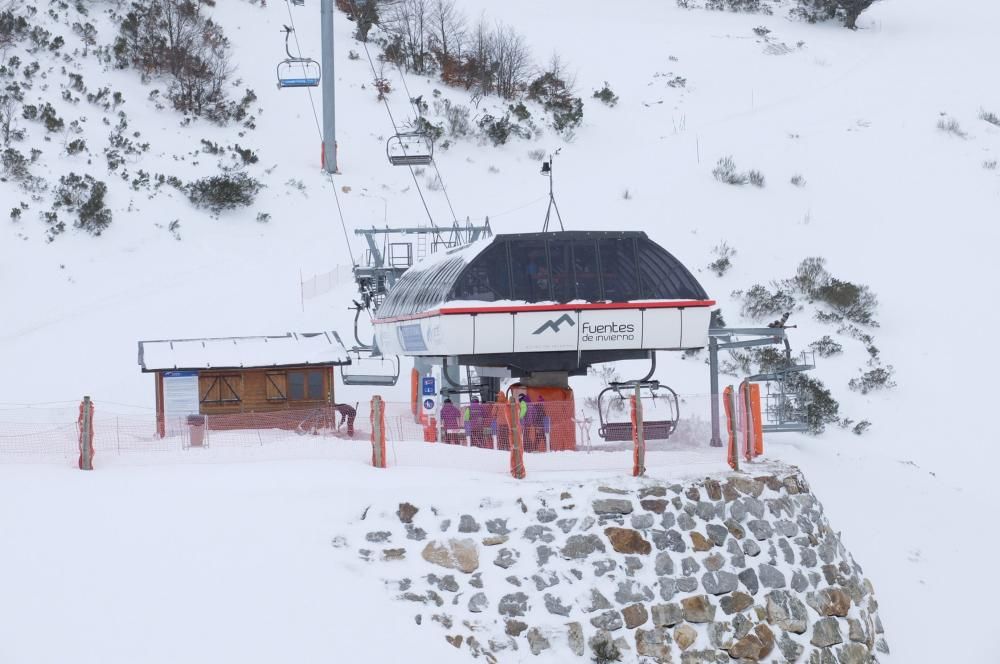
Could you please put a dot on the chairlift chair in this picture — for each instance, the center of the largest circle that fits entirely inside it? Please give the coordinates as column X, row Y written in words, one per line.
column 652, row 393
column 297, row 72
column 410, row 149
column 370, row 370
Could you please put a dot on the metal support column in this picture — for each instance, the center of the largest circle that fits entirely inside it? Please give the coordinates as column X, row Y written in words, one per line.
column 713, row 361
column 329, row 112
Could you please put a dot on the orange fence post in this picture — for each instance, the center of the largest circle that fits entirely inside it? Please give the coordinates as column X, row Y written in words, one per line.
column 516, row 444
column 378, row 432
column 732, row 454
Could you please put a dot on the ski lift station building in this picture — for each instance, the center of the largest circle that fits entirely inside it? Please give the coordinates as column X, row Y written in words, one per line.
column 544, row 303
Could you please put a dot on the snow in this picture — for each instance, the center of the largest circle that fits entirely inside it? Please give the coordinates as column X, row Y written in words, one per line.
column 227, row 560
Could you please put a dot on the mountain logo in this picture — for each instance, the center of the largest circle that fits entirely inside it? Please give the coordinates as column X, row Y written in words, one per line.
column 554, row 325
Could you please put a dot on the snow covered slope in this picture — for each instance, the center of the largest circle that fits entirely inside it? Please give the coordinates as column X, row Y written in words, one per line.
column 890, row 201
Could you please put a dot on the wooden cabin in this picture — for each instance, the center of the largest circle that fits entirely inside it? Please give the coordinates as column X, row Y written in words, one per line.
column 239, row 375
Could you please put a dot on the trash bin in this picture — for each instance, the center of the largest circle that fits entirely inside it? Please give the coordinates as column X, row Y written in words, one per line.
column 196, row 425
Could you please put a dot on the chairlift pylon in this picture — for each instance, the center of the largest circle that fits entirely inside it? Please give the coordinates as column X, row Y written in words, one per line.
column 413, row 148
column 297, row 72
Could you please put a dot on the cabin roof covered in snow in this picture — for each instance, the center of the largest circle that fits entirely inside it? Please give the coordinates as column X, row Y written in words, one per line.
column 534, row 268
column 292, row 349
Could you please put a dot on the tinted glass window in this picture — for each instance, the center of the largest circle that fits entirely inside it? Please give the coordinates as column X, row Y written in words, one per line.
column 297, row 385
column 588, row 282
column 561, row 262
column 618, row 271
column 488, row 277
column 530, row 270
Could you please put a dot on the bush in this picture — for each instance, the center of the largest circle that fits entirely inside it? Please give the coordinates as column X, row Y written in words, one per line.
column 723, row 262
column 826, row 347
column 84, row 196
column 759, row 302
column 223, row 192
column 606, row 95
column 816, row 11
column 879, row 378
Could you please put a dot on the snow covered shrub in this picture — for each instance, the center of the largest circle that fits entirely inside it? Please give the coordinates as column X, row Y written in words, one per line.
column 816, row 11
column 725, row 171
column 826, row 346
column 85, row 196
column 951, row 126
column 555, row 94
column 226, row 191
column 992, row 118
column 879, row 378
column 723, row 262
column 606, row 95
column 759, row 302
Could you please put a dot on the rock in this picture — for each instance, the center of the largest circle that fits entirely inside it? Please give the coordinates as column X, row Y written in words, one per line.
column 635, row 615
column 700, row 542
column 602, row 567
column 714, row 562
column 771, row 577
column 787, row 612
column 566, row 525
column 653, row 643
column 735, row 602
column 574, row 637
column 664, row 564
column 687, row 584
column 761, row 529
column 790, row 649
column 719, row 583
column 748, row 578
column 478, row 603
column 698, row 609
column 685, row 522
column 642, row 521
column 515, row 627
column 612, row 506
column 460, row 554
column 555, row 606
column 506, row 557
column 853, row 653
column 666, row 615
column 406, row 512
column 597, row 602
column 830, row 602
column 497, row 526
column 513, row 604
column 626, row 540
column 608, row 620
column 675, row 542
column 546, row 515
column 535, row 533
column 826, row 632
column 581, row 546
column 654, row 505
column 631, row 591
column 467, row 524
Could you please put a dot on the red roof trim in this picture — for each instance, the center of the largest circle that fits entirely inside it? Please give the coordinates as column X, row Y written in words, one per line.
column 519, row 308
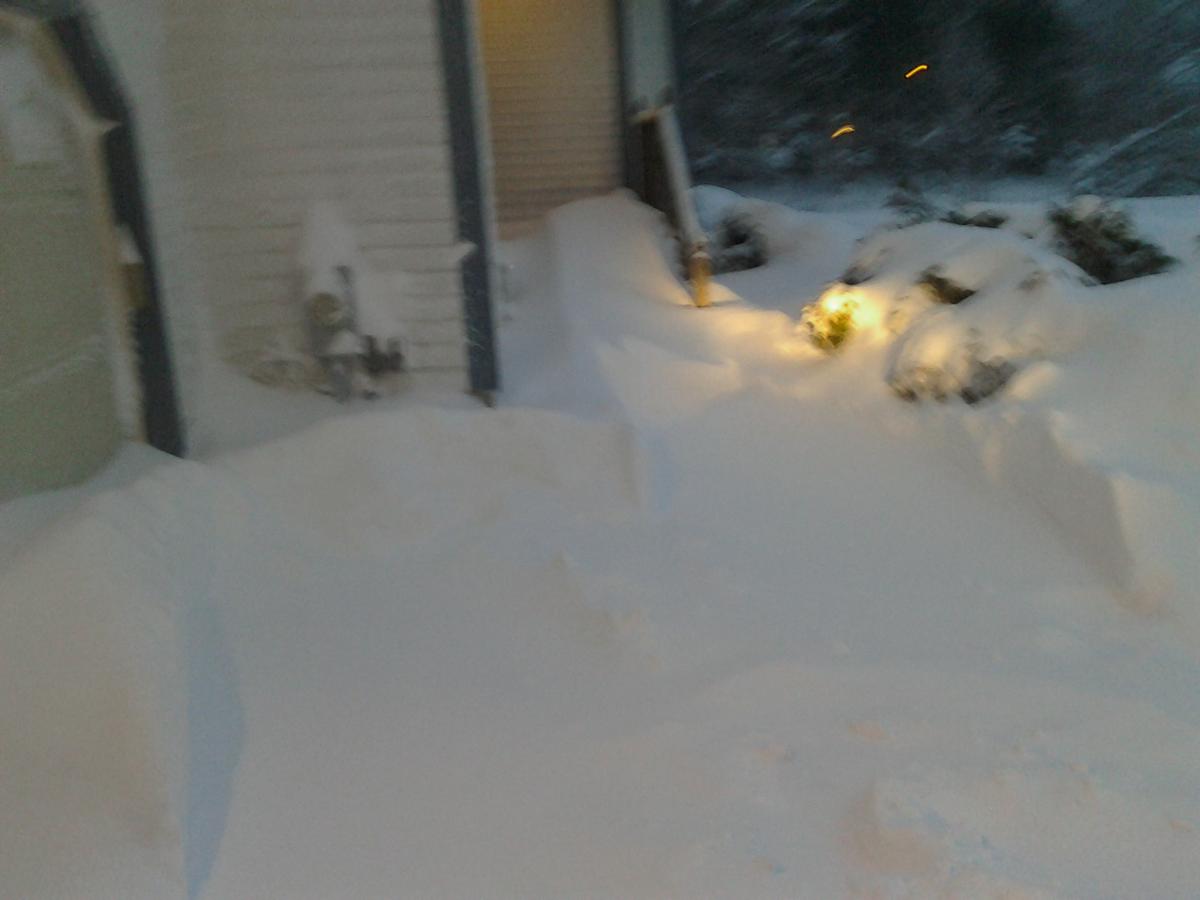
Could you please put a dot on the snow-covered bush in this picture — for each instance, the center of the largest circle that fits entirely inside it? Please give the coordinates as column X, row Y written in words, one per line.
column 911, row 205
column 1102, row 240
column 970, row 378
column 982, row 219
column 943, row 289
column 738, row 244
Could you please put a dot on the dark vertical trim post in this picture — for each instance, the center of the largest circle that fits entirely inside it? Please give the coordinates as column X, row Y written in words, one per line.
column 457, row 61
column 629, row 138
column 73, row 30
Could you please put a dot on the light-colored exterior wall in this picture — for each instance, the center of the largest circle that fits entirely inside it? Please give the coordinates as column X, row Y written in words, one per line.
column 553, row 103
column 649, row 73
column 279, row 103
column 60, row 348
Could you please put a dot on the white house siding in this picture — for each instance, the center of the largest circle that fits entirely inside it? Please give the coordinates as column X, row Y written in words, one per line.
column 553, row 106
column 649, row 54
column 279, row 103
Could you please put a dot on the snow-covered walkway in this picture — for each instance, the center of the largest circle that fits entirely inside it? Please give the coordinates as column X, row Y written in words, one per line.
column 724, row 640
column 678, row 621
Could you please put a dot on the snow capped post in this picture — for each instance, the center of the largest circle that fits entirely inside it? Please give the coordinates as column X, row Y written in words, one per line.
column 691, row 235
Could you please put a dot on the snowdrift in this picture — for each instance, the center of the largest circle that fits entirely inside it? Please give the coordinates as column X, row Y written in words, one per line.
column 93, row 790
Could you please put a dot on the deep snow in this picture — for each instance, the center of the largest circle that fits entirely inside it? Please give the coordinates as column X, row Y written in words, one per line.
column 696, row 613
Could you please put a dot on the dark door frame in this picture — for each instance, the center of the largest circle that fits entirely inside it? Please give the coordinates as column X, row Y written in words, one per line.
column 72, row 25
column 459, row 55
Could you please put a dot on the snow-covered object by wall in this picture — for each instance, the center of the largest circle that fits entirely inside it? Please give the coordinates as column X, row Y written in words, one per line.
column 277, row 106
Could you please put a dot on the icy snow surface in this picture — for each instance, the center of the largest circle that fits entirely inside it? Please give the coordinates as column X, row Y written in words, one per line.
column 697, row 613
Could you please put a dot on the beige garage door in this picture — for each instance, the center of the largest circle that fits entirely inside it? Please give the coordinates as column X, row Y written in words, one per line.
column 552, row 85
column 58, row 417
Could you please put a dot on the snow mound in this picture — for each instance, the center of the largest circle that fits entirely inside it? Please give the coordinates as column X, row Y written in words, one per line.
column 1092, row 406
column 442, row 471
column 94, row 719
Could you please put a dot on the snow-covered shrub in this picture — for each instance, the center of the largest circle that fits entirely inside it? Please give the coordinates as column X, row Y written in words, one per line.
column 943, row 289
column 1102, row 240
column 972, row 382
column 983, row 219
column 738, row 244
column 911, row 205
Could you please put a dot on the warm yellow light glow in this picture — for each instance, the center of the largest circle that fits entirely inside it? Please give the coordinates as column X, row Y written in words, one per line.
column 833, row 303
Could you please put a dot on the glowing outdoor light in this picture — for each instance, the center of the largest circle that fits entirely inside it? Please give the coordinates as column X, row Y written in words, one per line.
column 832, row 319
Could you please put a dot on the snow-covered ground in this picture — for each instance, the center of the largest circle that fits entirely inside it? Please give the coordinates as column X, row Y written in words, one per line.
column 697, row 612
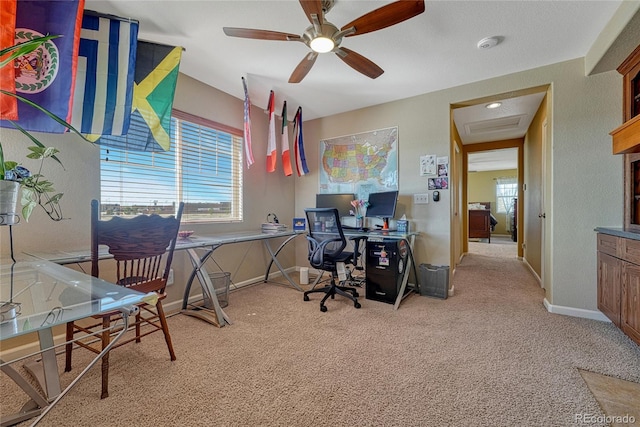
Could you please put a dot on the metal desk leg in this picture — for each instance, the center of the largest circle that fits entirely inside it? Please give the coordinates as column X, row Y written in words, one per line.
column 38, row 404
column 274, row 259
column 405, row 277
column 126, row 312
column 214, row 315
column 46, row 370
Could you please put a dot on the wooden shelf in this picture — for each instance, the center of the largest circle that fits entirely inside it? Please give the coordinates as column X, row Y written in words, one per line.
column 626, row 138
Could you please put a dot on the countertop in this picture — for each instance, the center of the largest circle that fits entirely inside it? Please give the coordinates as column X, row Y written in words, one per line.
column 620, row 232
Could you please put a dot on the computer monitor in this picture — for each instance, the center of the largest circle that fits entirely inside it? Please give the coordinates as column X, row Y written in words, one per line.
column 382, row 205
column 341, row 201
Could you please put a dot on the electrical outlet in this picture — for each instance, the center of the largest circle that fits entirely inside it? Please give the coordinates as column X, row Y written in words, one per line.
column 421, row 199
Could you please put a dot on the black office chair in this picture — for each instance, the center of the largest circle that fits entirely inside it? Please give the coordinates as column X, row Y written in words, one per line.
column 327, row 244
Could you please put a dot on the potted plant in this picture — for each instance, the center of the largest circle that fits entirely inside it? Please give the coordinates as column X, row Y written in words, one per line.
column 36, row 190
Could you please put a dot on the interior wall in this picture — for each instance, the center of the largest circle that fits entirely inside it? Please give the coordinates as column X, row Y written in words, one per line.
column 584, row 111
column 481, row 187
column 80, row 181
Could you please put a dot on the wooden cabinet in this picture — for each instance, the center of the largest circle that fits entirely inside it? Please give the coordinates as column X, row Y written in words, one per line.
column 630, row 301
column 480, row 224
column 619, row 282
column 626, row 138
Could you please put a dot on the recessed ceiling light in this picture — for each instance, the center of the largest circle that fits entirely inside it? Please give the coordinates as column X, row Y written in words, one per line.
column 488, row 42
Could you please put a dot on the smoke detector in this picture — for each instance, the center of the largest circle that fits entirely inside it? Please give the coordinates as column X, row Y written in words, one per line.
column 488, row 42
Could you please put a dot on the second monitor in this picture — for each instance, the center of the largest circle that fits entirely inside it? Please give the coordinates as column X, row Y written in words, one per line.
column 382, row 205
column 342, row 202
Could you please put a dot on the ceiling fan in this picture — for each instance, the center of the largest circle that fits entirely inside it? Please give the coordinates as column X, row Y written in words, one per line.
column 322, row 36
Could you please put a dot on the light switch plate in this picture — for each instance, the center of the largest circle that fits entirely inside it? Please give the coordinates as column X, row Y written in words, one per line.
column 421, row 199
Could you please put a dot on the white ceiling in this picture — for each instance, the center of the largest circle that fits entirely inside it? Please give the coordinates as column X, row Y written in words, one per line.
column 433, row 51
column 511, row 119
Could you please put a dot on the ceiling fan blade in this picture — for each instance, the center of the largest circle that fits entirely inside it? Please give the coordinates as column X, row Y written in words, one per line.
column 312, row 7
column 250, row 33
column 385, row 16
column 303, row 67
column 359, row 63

— AIM OF THE EXERCISE —
Nothing but the lines from the one with "Could you please put a dot on the ceiling fan blade" through the last line of the data should appear; print them exactly.

— SOLUTION FOR THIS TASK —
Could you please put a dot on the ceiling fan blade in this picture — for each instance, the center of the largest circle that fits entirely inside it? Please give the coordinates as column X, row Y written in words, one per line.
column 312, row 7
column 250, row 33
column 385, row 16
column 303, row 67
column 359, row 63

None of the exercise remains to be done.